EXERCISE REQUIREMENTS:
Write out the listing below in its entirety, minus the pictures, without changing a word.
Content starts
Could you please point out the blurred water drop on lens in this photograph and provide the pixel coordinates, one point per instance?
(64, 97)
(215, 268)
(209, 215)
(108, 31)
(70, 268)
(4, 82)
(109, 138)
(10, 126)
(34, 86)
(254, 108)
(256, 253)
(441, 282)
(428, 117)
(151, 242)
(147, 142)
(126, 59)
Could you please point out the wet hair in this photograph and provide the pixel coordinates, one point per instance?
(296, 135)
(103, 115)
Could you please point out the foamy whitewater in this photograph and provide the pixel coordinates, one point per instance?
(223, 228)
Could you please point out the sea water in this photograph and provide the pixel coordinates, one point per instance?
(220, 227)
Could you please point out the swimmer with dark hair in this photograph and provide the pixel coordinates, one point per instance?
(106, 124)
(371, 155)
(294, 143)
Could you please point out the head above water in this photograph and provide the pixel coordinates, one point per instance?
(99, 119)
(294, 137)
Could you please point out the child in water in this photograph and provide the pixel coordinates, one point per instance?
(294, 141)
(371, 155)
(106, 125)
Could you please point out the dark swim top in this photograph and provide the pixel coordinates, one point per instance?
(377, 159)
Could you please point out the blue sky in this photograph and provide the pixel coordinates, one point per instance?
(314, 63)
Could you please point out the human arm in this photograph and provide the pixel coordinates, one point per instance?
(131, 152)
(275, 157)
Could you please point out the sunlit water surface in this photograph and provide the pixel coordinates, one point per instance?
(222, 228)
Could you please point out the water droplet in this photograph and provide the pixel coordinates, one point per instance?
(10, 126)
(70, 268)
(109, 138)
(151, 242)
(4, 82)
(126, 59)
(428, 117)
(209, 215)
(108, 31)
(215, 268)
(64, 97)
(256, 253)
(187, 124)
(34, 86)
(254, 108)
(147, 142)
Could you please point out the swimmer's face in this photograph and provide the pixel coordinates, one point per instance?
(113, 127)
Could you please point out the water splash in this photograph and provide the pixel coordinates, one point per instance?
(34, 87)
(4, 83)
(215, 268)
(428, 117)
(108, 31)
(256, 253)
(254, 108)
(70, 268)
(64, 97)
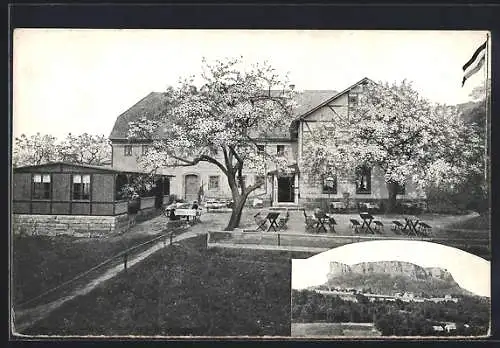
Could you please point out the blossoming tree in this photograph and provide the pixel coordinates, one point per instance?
(393, 128)
(85, 149)
(219, 121)
(34, 150)
(43, 148)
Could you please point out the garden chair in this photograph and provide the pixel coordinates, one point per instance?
(355, 225)
(397, 226)
(424, 228)
(332, 223)
(310, 220)
(379, 226)
(260, 221)
(282, 223)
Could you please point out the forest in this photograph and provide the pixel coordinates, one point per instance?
(470, 314)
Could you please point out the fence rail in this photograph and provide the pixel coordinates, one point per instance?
(123, 255)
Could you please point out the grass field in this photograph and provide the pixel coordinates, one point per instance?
(185, 290)
(41, 263)
(334, 329)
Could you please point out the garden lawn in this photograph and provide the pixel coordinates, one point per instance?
(41, 263)
(185, 289)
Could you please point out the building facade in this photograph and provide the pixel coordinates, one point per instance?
(315, 108)
(67, 198)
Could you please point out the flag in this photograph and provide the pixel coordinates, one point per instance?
(475, 62)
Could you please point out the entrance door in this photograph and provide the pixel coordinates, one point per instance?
(285, 189)
(191, 187)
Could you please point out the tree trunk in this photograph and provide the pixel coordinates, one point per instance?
(234, 221)
(392, 189)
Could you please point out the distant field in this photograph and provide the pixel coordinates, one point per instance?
(334, 329)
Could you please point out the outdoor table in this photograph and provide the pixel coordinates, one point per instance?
(272, 217)
(411, 225)
(367, 221)
(337, 205)
(187, 213)
(322, 219)
(331, 222)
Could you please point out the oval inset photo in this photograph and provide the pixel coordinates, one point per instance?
(391, 289)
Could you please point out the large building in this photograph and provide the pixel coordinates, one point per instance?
(313, 108)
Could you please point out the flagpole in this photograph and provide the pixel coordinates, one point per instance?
(486, 101)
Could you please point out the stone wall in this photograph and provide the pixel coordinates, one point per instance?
(73, 225)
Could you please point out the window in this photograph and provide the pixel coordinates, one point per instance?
(353, 99)
(127, 150)
(330, 184)
(41, 186)
(213, 182)
(81, 187)
(280, 150)
(363, 180)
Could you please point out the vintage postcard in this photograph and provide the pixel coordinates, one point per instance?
(163, 181)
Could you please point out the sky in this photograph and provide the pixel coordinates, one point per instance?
(469, 271)
(81, 80)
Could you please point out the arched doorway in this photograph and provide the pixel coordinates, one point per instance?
(191, 187)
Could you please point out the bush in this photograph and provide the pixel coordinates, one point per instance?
(134, 205)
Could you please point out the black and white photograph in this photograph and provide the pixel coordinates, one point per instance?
(163, 181)
(391, 289)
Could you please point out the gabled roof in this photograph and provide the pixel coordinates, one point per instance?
(305, 100)
(332, 98)
(147, 106)
(151, 104)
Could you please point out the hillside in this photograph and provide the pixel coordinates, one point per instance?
(390, 277)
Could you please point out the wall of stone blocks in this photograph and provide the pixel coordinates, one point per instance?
(72, 225)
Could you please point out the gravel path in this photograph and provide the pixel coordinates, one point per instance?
(26, 318)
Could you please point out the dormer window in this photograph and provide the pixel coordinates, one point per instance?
(280, 150)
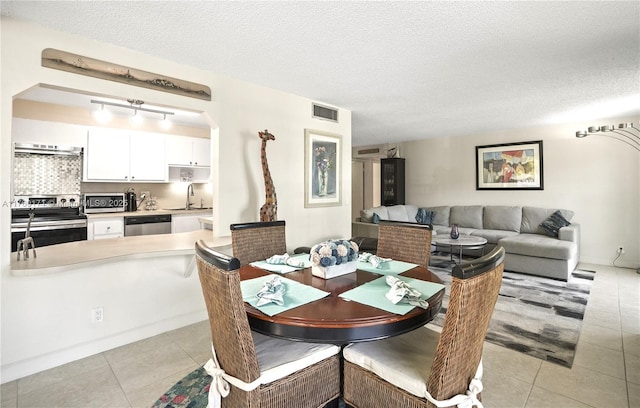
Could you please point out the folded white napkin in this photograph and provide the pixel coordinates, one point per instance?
(402, 292)
(372, 259)
(271, 292)
(285, 260)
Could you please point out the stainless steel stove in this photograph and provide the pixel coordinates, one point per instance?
Content ends
RESPONSE BELOW:
Could you please point out the blurred water drop on lens in this photograph and provide the pixel coordinates, one point per instance?
(64, 97)
(215, 268)
(209, 215)
(108, 31)
(70, 268)
(4, 82)
(109, 138)
(10, 126)
(34, 86)
(254, 108)
(256, 253)
(441, 282)
(428, 117)
(151, 242)
(147, 142)
(126, 59)
Could you please point out the wet hair in this photograph and provide the pixel coordinates, one point per instance?
(296, 135)
(103, 115)
Could you please point out the foamy whitewater in this photograph and provide the pixel coordinates, one point per instance?
(223, 228)
Could you please point out the sea water in this photograph and provide the pixel coordinates, one point per instance?
(220, 227)
Could you please point out the swimmer with dark hair in this photograph and provide the pixel coordinates, one point per instance?
(106, 124)
(371, 155)
(294, 143)
Could you please point out the head above water in this photograph and provide the pixel coordinates, one point per instance?
(99, 119)
(294, 137)
Could you please point out the child in water in this photograph and provide the pixel coordinates, one point per instance?
(294, 141)
(371, 155)
(106, 125)
Could you please point out the dark swim top in this photograph and provide the pixel coordinates, one point per instance?
(377, 159)
Could you please point out the blue sky in this photograph and provide the pixel coordinates, one point per instance?
(314, 63)
Could you please point out the human arm in this photograph and provide the pixel coordinates, one point per instance?
(131, 152)
(275, 157)
Could you please point out the sunlit water surface in this photograph and provide the pixel coordinates, one point per instance?
(222, 228)
Could you please point out the water droplet in this photograph and provide the pixel coordinates, one point per instance?
(10, 126)
(70, 268)
(109, 138)
(151, 242)
(4, 82)
(126, 59)
(428, 117)
(209, 215)
(108, 31)
(215, 268)
(64, 97)
(256, 253)
(187, 124)
(34, 86)
(254, 108)
(147, 142)
Could you please point out the swimmer's face in this photograph and provide the pixel coordinates, one point per instance?
(113, 127)
Could you please point out the water splash in this photograph and provide the pixel coordinates, one point per instance?
(34, 87)
(4, 83)
(215, 268)
(428, 117)
(108, 31)
(256, 253)
(254, 108)
(70, 268)
(64, 97)
Could you please point out the blossoming tree in this photograph and provide the pixel coordinates, one point per instance?
(393, 128)
(85, 149)
(219, 121)
(34, 150)
(43, 148)
Could you please point out the garden chair in this photograph and provide the pixel coordinates, one point per instance?
(355, 225)
(397, 226)
(424, 228)
(332, 223)
(310, 220)
(379, 226)
(260, 221)
(282, 223)
Could you please point out the forest in this photograph and provide the pixel coordinates, one point per instance?
(470, 314)
Could you please point out the fence rail in this photograph and provide the pixel coordinates, one point per instance?
(123, 255)
Could you please point out the grass field in this photograph and provide the pixel coordinates, one point per instance?
(185, 290)
(41, 263)
(334, 329)
Could you please point out the garden lawn in this photograph and provide the pixel coordinates, one point per instance?
(41, 263)
(185, 289)
Could you please point out the building facade in this photograph and provide the pixel coordinates, one point per instance?
(315, 108)
(67, 198)
Could you please point out the flag in this photograph and provide the pixel coordinates, one point per instance?
(475, 62)
Could you please point out the entrance door in this photograph and provide the pixel coordinates, one point per instance?
(285, 189)
(191, 187)
Could you please point out the tree trunk in this photograph and provide the pixel coordinates, one point per instance?
(234, 221)
(392, 189)
Could you please point out the distant field in this photograph and provide the pixel coordinates, one point per instance?
(334, 329)
Could you please point out the outdoor table in this photograph and provide the pixel coordinates, one point per instance?
(272, 217)
(411, 225)
(367, 221)
(337, 205)
(187, 213)
(322, 219)
(331, 222)
Could you please point out the oval inset photo in this photograph and provide the pixel coordinates, one point per instance?
(391, 289)
Could you please point out the large building in this photograph and provide the pixel coordinates, one point per instance?
(313, 108)
Could you please point out the flagpole in this photograph and provide the pixel coordinates, one point per instance?
(486, 101)
Could you please point out the stone wall in this photograph and provide the pixel coordinates, one point per instance?
(73, 225)
Could you please point out the window in this photograph and provide the pixel coordinates, one point per instance?
(353, 99)
(127, 150)
(330, 184)
(41, 186)
(213, 182)
(81, 187)
(280, 150)
(363, 180)
Could you please point out the vintage postcard in this photograph and provide the pixel coordinates, one point per instance?
(163, 181)
Could you please point out the sky in this photograph and provide the pixel coordinates, one point per instance?
(469, 271)
(81, 80)
Could you please point out the arched doorway in this photograph and provide the pixel coordinates, one point per instance?
(191, 187)
Could you please point out the bush in this photograph and provide the pixel coordinates, one point per instance?
(134, 205)
Could you please point out the black and white photograph in this photograph and provide the pixel coordinates, one point per instance?
(163, 181)
(391, 289)
Could you please point out the gabled roof in this photograph and provide the pixel coordinates, one point per instance?
(305, 100)
(332, 98)
(147, 106)
(151, 104)
Could you please point out the hillside in this photograph and provide the pixel coordinates, one point per instance?
(390, 277)
Could you please point out the wall of stone blocks in this photograph and provide the pixel coordinates, one point per instance?
(72, 225)
Could you please point out the gravel path in this photograph and provide the pixel coordinates, one point per instance?
(26, 318)
Could you please point out the dormer window in this photograph and provide the pixel coordinates, one point per instance?
(280, 150)
Could you please point out the folded white napkin in this photograph and provide the pixel coordinates, one point per instance?
(402, 292)
(372, 259)
(271, 292)
(285, 260)
Could you please point out the stainless steel stove in this photograph and provide the pixel coordinates, one point per instance?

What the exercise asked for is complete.